From the Investigation Completed event (09:18:52Z) to Lambda execution start (09:18:53Z) was about 1 second. Lambda execution time was about 1.5 seconds on cold start (916ms init + 614ms execution) and tens of milliseconds on warm start.
The Lambda function uses the summary_record_id from the Completed event to retrieve the investigation summary via the list_journal_records API. The summary is stored in Markdown format in the content field of a record with type investigation_summary_md.
The email received via SNS (excerpt, PII masked):
Subject: [DevOps Agent] Investigation Completed - HIGH
Event: Investigation Completed Status: COMPLETED Priority: HIGH Task ID: c755d97b-...
--- Investigation Summary ---
Symptoms: CPU utilization spiked to ~100% on EC2 instance. CloudWatch alarm transitioned to ALARM state.
Findings: Two CPU load generation processes were executed via SSM RunCommand, reaching 100% CPU on t3.micro. CPU credit exhaustion triggered surplus credit mode.
Root Cause: Intentional load testing or experimentation.
The summary was in Markdown format with a Symptoms → Findings → Root Cause hierarchy. This investigation summary was about 2,100 characters (~3.6KB in UTF-8), well within the SNS 256KB limit.
The notification contained enough information to understand "what happened" (Symptoms) and "why" (Findings + Root Cause) without opening the Operator Access.
Summary
We verified DevOps Agent's EventBridge integration and built a pipeline from investigation completion to summary notification.

* **Extracted material**:
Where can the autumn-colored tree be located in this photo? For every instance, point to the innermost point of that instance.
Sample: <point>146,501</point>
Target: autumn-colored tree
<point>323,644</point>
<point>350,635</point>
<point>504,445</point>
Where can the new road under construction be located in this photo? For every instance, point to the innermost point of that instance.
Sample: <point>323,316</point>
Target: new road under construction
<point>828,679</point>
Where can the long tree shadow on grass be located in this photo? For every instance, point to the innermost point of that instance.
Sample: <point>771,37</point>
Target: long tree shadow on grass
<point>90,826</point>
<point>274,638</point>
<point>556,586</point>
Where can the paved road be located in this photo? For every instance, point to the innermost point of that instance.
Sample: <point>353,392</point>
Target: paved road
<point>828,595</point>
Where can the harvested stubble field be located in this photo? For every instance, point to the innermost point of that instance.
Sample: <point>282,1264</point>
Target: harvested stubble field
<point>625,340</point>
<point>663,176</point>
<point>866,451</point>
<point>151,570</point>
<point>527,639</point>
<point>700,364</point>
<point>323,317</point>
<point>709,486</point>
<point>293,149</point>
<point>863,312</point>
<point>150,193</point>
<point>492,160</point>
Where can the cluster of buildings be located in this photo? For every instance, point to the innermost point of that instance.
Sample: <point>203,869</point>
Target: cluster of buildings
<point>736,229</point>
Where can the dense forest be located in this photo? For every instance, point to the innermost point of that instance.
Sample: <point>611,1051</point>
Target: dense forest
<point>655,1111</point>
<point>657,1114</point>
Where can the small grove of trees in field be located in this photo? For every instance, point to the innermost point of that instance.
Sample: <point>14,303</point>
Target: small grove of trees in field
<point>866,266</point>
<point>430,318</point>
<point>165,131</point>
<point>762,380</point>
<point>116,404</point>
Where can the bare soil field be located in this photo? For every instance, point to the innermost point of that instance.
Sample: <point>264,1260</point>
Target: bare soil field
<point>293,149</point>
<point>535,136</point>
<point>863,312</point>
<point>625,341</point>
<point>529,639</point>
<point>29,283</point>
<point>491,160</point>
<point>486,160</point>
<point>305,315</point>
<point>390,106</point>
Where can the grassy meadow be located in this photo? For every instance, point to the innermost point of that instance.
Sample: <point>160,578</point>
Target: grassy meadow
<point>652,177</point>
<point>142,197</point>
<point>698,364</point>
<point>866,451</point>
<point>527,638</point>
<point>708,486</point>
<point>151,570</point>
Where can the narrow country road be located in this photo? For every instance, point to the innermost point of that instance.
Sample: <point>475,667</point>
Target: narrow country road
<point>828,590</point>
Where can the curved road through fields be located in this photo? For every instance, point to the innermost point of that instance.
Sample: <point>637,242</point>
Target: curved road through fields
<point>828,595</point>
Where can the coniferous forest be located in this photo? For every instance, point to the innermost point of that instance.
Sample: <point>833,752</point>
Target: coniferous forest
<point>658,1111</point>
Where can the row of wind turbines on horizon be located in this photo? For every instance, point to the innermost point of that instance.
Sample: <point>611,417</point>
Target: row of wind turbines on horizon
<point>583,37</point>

* **What you need to do**:
Copy out the entire write-up on the DevOps Agent investigation notification pipeline word for word. These entries have nothing to do with the write-up on the investigation notification pipeline.

* **Response to the task**:
From the Investigation Completed event (09:18:52Z) to Lambda execution start (09:18:53Z) was about 1 second. Lambda execution time was about 1.5 seconds on cold start (916ms init + 614ms execution) and tens of milliseconds on warm start.
The Lambda function uses the summary_record_id from the Completed event to retrieve the investigation summary via the list_journal_records API. The summary is stored in Markdown format in the content field of a record with type investigation_summary_md.
The email received via SNS (excerpt, PII masked):
Subject: [DevOps Agent] Investigation Completed - HIGH
Event: Investigation Completed Status: COMPLETED Priority: HIGH Task ID: c755d97b-...
--- Investigation Summary ---
Symptoms: CPU utilization spiked to ~100% on EC2 instance. CloudWatch alarm transitioned to ALARM state.
Findings: Two CPU load generation processes were executed via SSM RunCommand, reaching 100% CPU on t3.micro. CPU credit exhaustion triggered surplus credit mode.
Root Cause: Intentional load testing or experimentation.
The summary was in Markdown format with a Symptoms → Findings → Root Cause hierarchy. This investigation summary was about 2,100 characters (~3.6KB in UTF-8), well within the SNS 256KB limit.
The notification contained enough information to understand "what happened" (Symptoms) and "why" (Findings + Root Cause) without opening the Operator Access.
Summary
We verified DevOps Agent's EventBridge integration and built a pipeline from investigation completion to summary notification.